Extract to read ::

The Allahabad High Court has lacerated the trial court judge in the Aarushi murder case, saying he acted like a film director to create a fictional scenario, used fallacious analogy and ignored the basic tenets of law.
High court justices BK Narayana and AK Mishra listed a litany of errors, missteps and fanciful deductions by the trial judge while convicting dentist couple Nupur and Rajesh Talwar for the double murders of their daughter Aarushi and domestic help Hemraj in May 2008.
"The trial Judge is supposed to be fair and transparent and should act as a man of ordinary prudence and he should not stretch his imagination to infinity rendering the whole exercise mockery of law," the court said.
Additional Sessions Judge Shyam Lal in Ghaziabad had sentenced the Talwars to life imprisonment on 28 November, 2013 after finding them guilty on circumstantial evidence.
Lal has "prejudged things in his own fashion, drawn conclusion by embarking on erroneous analogy conjecturing to the brim on apparent facts telling a different story propelled by vitriolic reasoning," the judges said in their order on Thursday to acquit the Talwars. The court said the circumstantial evidence against the
couple was insufficient to hold them guilty, and that they should be given the benefit of doubt. A copy of the written judgement was uploaded on the court website on Friday.

Entries on locating named things ::
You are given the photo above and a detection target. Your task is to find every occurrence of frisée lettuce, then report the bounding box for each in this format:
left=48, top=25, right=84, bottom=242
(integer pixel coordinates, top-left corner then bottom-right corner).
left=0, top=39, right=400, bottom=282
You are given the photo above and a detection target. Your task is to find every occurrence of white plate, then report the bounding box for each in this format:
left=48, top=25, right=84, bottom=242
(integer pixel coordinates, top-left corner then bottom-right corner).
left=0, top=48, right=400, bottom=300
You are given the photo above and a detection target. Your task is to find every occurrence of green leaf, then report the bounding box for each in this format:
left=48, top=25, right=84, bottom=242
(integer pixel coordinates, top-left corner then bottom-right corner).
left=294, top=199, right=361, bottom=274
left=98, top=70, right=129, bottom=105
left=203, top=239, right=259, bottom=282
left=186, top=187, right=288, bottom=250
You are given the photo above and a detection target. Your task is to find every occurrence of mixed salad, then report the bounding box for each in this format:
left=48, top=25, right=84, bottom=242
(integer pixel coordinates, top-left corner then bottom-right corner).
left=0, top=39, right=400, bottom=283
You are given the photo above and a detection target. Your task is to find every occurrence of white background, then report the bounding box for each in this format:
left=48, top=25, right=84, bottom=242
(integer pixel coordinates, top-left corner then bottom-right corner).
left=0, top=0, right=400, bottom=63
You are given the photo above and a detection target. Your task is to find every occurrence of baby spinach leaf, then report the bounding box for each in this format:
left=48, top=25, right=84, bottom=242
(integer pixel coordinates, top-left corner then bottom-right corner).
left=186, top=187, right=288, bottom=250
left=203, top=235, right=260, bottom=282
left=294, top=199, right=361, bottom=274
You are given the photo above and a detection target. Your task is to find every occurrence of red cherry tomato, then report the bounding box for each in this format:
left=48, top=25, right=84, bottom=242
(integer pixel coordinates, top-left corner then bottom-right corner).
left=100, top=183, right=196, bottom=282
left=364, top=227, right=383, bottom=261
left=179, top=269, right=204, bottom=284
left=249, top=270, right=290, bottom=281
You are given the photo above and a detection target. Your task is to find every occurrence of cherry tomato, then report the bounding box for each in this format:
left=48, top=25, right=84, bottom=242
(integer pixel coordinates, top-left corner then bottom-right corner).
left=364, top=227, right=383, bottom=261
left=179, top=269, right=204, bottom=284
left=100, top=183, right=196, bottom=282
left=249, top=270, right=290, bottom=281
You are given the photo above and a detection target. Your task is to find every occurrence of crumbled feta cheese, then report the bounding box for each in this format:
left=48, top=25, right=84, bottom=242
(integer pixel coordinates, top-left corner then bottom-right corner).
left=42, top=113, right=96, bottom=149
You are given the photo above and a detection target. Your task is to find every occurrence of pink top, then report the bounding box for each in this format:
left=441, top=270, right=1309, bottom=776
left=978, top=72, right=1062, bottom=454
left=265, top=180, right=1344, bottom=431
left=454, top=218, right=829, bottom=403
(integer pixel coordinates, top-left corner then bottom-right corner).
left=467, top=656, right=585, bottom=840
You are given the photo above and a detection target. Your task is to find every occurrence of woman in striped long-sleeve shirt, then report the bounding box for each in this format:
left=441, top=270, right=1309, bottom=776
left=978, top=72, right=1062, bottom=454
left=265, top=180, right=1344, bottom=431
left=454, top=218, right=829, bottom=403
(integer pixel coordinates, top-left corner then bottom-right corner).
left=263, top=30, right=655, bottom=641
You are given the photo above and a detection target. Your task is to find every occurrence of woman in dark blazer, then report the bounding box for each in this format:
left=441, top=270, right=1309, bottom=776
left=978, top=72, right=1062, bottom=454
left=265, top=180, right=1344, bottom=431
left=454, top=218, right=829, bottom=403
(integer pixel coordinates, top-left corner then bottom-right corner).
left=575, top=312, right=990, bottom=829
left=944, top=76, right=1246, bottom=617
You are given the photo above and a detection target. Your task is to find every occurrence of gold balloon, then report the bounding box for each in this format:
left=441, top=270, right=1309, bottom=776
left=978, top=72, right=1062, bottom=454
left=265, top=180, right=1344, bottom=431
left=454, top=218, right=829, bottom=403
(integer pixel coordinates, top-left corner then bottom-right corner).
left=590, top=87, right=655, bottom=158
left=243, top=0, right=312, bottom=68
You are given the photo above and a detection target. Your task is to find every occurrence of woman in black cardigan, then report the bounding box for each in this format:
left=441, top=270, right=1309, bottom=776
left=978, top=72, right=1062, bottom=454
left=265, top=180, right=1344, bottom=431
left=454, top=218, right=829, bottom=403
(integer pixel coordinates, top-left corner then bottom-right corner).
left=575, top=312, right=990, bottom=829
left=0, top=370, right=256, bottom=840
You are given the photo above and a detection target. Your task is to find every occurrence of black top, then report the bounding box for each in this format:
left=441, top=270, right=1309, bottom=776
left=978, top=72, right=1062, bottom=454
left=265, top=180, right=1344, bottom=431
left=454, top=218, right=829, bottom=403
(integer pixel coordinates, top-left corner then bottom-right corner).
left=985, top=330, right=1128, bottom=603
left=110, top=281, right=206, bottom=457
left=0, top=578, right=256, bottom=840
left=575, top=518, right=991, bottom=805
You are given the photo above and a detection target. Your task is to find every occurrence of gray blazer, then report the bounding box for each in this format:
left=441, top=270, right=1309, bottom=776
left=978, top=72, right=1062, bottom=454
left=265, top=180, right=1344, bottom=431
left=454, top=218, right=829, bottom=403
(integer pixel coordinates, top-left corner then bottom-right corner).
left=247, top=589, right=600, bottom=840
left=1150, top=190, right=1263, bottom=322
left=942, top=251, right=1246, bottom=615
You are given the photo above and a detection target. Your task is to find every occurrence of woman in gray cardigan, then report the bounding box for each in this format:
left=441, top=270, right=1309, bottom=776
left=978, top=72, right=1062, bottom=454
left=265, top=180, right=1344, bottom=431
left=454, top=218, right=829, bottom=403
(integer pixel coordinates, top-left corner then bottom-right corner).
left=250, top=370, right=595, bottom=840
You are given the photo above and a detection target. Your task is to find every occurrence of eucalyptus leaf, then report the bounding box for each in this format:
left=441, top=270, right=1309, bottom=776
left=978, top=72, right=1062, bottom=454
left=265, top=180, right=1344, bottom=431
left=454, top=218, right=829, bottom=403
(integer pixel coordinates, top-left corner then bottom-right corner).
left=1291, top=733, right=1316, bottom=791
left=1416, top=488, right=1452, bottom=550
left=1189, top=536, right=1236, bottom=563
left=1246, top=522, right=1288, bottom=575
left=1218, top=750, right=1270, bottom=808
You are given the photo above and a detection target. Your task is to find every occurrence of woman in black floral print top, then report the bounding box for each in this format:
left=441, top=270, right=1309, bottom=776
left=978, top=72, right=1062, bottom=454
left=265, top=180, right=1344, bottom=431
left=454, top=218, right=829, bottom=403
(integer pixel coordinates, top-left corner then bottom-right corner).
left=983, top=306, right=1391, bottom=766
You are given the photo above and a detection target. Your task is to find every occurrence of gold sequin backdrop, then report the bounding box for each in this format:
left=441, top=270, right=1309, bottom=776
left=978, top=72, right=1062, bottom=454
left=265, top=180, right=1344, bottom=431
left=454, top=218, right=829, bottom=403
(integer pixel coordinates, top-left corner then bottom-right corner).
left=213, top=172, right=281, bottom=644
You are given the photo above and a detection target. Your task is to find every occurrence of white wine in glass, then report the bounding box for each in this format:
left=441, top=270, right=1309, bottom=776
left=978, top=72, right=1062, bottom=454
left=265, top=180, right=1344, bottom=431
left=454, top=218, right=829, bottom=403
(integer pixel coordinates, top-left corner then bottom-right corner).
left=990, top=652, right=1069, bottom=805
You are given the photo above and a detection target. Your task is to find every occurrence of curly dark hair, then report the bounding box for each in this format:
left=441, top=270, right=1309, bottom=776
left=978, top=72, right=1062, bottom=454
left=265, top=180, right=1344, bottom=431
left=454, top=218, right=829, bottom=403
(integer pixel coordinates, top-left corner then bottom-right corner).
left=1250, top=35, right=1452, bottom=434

Set of tasks ::
[A] Copy out the article on the Aarushi ruling, starting at "The Allahabad High" and ending at "the court said.", and swap "litany" for "long list".
[B] List every line of the records that contains the string "cherry".

Final answers ::
[A]
The Allahabad High Court has lacerated the trial court judge in the Aarushi murder case, saying he acted like a film director to create a fictional scenario, used fallacious analogy and ignored the basic tenets of law.
High court justices BK Narayana and AK Mishra listed a long list of errors, missteps and fanciful deductions by the trial judge while convicting dentist couple Nupur and Rajesh Talwar for the double murders of their daughter Aarushi and domestic help Hemraj in May 2008.
"The trial Judge is supposed to be fair and transparent and should act as a man of ordinary prudence and he should not stretch his imagination to infinity rendering the whole exercise mockery of law," the court said.

[B]
You are given the photo above and a detection target. Your task is to find every occurrence of red cherry tomato, then report the bounding box for each in this format:
You are given the photo above and a detection target. Your task is to find every occurrence of cherry tomato, then report the bounding box for each in this format:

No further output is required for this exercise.